# TASK STATEMENT:
List every line in the entries below that contains the word "gray", copying each such line in full.

# DATA PROVIDED:
▼

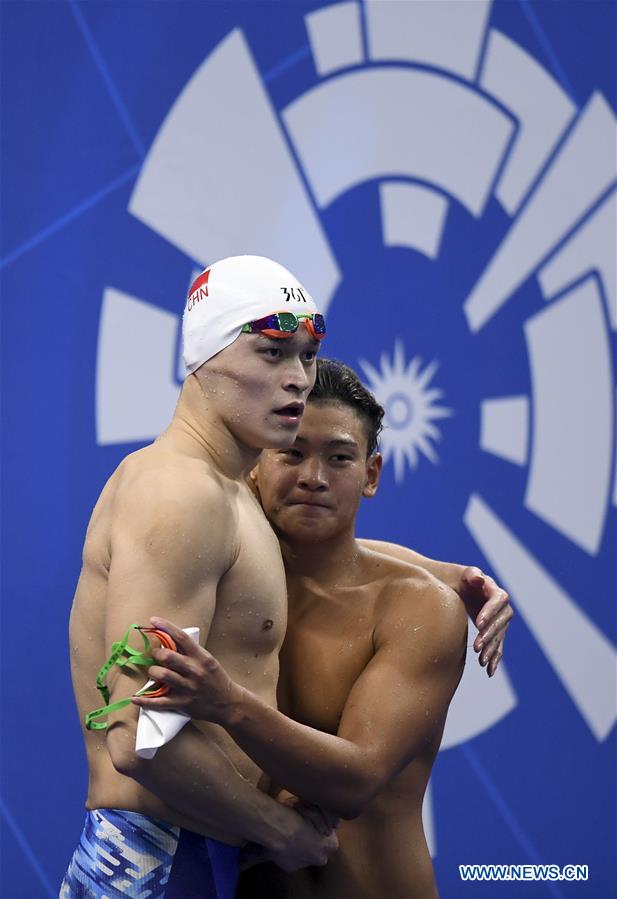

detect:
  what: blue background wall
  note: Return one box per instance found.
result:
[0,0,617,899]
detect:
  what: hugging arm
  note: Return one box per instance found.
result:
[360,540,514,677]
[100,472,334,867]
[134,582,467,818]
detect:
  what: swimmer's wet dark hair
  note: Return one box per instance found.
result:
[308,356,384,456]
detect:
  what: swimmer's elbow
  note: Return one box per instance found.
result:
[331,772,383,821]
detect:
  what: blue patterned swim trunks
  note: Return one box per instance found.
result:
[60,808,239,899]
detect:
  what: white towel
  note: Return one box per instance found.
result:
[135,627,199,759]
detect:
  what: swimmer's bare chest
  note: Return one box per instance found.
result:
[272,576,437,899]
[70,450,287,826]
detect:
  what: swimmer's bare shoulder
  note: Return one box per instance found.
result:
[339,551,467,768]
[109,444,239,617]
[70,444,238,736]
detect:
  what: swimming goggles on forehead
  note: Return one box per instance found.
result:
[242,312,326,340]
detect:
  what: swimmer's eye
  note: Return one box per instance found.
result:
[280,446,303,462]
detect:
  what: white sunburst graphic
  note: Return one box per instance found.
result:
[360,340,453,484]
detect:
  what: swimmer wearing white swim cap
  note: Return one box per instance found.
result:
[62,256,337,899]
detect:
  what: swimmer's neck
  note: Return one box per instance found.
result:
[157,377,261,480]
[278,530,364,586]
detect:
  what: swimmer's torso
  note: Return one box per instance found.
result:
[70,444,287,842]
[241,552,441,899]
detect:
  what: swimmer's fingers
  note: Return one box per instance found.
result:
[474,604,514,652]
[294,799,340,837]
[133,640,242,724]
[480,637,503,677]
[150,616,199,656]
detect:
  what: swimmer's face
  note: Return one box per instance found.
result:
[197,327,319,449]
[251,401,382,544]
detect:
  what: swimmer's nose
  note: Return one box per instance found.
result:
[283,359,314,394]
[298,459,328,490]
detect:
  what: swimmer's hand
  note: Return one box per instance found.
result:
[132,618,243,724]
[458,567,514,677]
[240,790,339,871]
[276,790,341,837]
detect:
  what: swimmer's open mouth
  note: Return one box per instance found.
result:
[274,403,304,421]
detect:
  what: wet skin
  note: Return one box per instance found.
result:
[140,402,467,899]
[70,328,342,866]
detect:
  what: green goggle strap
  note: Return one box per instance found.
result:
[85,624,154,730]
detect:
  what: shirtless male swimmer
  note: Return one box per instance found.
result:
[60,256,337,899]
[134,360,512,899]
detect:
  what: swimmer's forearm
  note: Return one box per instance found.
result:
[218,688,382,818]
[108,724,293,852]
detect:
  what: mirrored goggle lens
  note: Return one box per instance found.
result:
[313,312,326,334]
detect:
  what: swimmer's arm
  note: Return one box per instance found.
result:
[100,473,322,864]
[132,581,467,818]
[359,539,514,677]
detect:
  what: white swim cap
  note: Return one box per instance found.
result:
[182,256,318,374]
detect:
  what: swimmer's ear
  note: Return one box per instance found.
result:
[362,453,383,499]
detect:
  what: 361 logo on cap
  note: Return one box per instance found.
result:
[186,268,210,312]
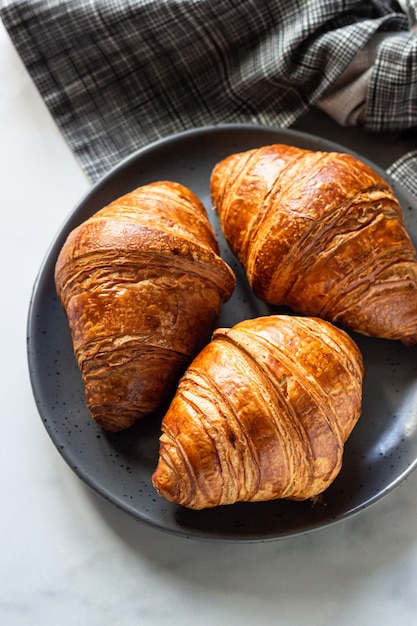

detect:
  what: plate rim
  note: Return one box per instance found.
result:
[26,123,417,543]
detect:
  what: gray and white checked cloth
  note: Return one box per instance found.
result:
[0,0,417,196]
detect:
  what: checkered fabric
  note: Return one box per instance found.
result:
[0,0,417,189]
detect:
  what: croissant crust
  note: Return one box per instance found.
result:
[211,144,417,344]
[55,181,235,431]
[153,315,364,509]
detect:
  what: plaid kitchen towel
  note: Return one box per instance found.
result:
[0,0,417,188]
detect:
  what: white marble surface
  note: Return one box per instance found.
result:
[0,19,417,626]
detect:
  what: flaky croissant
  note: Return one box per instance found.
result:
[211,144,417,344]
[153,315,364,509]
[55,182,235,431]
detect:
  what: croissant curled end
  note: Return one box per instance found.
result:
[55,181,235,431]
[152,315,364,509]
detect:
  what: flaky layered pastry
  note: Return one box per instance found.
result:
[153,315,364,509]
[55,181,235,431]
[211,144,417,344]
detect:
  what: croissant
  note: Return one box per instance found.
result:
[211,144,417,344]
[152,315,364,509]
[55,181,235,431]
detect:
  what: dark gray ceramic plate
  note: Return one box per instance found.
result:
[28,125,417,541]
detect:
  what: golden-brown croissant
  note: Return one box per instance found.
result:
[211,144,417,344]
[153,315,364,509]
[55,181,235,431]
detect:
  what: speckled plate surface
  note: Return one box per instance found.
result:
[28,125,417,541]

▲
▼

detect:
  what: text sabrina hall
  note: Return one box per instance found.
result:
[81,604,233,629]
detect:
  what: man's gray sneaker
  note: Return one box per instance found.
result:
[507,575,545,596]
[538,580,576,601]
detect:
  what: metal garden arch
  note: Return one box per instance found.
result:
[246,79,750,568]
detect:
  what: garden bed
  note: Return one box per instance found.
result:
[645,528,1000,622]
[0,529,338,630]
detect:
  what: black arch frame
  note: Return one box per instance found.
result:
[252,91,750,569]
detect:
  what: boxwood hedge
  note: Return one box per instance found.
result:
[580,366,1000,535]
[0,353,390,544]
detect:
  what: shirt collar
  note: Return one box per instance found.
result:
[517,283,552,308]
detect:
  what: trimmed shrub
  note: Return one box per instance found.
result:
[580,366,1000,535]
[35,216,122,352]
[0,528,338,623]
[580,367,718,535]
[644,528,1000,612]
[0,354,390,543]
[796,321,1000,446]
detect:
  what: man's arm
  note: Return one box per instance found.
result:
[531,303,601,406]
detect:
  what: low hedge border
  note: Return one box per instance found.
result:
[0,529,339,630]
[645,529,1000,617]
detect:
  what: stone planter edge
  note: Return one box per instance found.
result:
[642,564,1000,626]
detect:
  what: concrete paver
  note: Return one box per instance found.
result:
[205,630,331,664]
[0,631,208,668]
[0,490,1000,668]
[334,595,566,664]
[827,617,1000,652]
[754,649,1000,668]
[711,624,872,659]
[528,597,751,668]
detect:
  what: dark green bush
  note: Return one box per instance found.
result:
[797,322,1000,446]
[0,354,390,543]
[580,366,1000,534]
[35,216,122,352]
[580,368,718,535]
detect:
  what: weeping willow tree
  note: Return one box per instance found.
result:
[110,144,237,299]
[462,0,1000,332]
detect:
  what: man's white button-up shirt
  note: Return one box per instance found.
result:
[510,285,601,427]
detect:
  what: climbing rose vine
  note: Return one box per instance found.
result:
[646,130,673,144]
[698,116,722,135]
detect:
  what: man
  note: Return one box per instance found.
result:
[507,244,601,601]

▲
▼

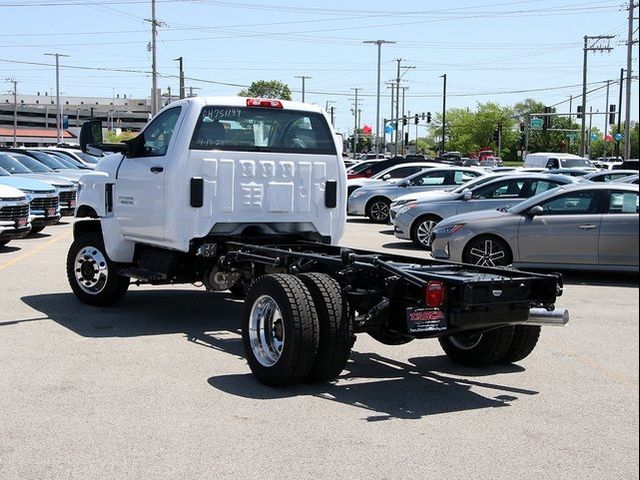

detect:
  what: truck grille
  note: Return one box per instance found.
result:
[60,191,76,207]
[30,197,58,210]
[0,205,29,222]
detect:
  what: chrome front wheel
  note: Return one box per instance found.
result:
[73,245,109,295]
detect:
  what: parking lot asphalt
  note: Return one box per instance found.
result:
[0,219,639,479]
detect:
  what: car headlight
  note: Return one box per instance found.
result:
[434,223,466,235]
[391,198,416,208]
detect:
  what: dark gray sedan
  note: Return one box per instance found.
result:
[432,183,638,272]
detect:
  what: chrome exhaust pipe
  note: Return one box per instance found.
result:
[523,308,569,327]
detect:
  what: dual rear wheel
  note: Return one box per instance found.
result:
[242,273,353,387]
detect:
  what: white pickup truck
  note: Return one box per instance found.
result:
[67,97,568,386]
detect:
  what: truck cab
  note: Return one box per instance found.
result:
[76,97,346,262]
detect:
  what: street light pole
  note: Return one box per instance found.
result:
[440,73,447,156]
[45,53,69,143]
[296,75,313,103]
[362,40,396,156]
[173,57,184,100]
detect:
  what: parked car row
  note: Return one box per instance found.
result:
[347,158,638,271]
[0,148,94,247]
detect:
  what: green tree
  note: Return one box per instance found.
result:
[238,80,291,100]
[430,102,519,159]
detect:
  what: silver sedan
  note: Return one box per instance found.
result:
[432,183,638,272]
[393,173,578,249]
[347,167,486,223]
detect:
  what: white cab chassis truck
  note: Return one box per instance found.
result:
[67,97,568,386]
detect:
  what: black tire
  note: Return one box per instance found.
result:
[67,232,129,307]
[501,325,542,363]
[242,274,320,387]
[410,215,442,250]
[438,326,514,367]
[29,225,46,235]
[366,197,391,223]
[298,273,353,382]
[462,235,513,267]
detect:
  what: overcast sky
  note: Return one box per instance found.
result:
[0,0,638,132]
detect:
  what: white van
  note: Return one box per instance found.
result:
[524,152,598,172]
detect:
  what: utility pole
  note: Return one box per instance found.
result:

▲

# TASK RESPONSE:
  what: gray and white checked cloth
  what: dark gray ceramic plate
  what: man's gray sneaker
  what: dark gray sedan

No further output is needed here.